Object detection data

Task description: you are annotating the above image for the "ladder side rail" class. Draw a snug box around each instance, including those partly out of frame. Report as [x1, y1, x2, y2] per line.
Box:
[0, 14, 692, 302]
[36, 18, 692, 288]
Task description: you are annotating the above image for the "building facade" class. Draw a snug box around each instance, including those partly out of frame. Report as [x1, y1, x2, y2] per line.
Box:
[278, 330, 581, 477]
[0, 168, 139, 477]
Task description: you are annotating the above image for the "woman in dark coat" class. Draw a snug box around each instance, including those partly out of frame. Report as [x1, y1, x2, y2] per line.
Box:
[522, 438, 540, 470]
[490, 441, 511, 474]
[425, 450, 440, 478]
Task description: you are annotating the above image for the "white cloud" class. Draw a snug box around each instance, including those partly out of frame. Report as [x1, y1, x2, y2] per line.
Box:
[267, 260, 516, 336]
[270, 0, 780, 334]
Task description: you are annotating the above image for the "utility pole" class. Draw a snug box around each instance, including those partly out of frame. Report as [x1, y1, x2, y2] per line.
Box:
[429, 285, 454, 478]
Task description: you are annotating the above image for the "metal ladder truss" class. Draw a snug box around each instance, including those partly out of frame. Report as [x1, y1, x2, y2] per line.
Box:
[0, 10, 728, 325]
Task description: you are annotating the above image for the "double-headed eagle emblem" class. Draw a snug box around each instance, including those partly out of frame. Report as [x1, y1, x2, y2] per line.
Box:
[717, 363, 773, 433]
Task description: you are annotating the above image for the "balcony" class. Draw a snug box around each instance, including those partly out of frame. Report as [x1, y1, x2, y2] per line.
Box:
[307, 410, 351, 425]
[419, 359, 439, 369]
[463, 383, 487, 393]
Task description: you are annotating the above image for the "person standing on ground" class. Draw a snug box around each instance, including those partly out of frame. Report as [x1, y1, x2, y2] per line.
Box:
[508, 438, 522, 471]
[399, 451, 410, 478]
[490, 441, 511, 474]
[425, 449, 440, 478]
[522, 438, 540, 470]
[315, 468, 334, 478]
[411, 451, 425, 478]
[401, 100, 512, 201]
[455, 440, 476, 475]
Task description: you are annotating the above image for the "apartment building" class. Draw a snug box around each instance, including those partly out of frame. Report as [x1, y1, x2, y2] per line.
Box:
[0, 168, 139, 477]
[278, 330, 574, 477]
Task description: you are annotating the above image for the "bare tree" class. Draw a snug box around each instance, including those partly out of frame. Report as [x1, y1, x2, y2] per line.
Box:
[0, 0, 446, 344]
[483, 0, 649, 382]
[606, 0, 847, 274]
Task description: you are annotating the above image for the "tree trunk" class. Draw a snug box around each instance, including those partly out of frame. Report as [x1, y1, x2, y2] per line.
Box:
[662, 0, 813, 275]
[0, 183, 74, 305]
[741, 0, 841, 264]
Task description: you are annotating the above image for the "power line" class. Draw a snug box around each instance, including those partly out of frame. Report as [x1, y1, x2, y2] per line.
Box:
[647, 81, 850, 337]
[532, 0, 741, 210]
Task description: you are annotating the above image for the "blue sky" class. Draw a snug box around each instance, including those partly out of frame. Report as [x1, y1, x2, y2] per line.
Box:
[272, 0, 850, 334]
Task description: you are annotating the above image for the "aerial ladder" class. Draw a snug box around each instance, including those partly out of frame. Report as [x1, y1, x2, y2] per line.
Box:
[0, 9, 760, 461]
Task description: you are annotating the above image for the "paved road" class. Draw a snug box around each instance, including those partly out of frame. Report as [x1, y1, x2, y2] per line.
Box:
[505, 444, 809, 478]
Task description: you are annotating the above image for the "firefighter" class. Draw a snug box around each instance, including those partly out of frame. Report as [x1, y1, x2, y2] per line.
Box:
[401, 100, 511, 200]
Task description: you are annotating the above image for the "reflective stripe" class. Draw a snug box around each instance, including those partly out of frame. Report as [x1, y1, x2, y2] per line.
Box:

- [Work to be completed]:
Reproduce every one of the records above line for line, with no changes.

- [Result for this exercise]:
Task description: you are annotating the above image for the "ladder side rail" class. Draw a snug box around each instance, including those partly out of frame. Report as [x1, y1, x2, y2] per line.
Box:
[0, 14, 692, 302]
[36, 18, 692, 288]
Task description: you are annotating the above image for the "building facade" class. Draw a snug box around each instance, including those partly out of frame. Report as [x1, y1, x2, y2] per line.
Box:
[278, 330, 581, 477]
[0, 168, 139, 477]
Task description: you are annotating the above image for the "woman in dark coat" class. Draw a snug box around each instance, including those partly out of frame. Report as [x1, y1, x2, y2] per line.
Box:
[522, 438, 540, 470]
[490, 441, 511, 474]
[425, 450, 440, 478]
Task description: you are annotating the above image for the "white cloud" class. Draw a snug box around each instance, including those partly out of frame. Report as [x1, y1, x2, y2] per line.
Box:
[267, 260, 516, 336]
[270, 0, 780, 334]
Task description: you are annotating the above image for the "utility pole" class. Draw a snug box around each instance, including those partly out of frame. Report as [x1, y1, x2, y2] per line.
Box:
[429, 285, 454, 478]
Task description: you are annotating the above image for the "metal ladder truss" class. Draw a snug box around each instance, including those partly out of frame. Report as [x1, y1, x2, y2] per line.
Box:
[0, 10, 728, 325]
Task description: you are annotating the above image for the "double-headed eagle emblem" class. Draw a snug box around each instance, including those partly out of frame. Report as [x1, y1, x2, y2] per line.
Box:
[717, 363, 773, 433]
Task description: you are annotating the above image for the "balcony" class. Draw a snug box around each instance, including those partly out of frame. Report as [x1, y1, x2, y2] per line.
Box:
[307, 410, 351, 425]
[419, 359, 439, 369]
[463, 383, 487, 393]
Task description: you are annotating the above image for the "person standing on ground" class. Draw a snug box around each instance, including those partly out of frame. Report as [x1, y1, x2, y2] per line.
Box:
[508, 438, 522, 471]
[399, 451, 410, 478]
[490, 441, 511, 474]
[425, 449, 440, 478]
[522, 438, 540, 470]
[315, 468, 334, 478]
[411, 451, 425, 478]
[401, 100, 512, 201]
[455, 440, 476, 475]
Task description: you are annotating the above image for the "apartment building" class. Draw a snug box around each instance, including those partly out of frame. Report as [x1, y1, x2, y2] per line.
Box:
[0, 168, 139, 477]
[278, 330, 574, 477]
Task description: you are annotating the above image for the "bare tree" class. Draw a snug box around each instance, including those partly out of frame. Report as [x1, y1, x2, y2] per line.
Box:
[0, 0, 446, 344]
[483, 0, 649, 382]
[606, 0, 847, 274]
Task description: you are annotating the above image for the "tree trunk" class. Draw a snug box around each instance, including those partly out of frame. Report as [x1, y1, x2, y2] per line.
Box:
[662, 0, 813, 275]
[0, 183, 74, 305]
[741, 0, 841, 264]
Task description: you are annotating the above image for the "power line" class. Draw a snug box around each instance, including those partly out of frame. Report as [x1, y1, x2, y2] per line.
Box:
[647, 81, 850, 337]
[532, 0, 741, 210]
Task description: you are annotating the above image for the "blue sky" class. Draw a snug box around each instance, including those partly out of frame. Report as [x1, y1, x2, y2] per line.
Box:
[272, 0, 850, 334]
Task description: you are annotating the above image for the "aerial ladder" class. Draw a snug box around each instance, including those partly out of frame. Report as [x1, y1, x2, y2] per line.
Box:
[0, 9, 760, 461]
Task description: you are annotating the above image for the "paved road" class. Draw a snug box around each instance, including those partly out of frame. Report as [x1, y1, x2, y2] per line.
Box:
[505, 444, 809, 478]
Task description: you are annotating the above image for the "firefighter" class. Draw a snug box around each instance, including those partly out of frame. Report as [x1, y1, x2, y2] per line.
Box:
[401, 100, 511, 200]
Task description: you are annotating the above image for the "reflective stripe" class. Draw a snug box around each instance, including those partly out of frame. Report as [x1, y1, x2, y2] per line.
Box:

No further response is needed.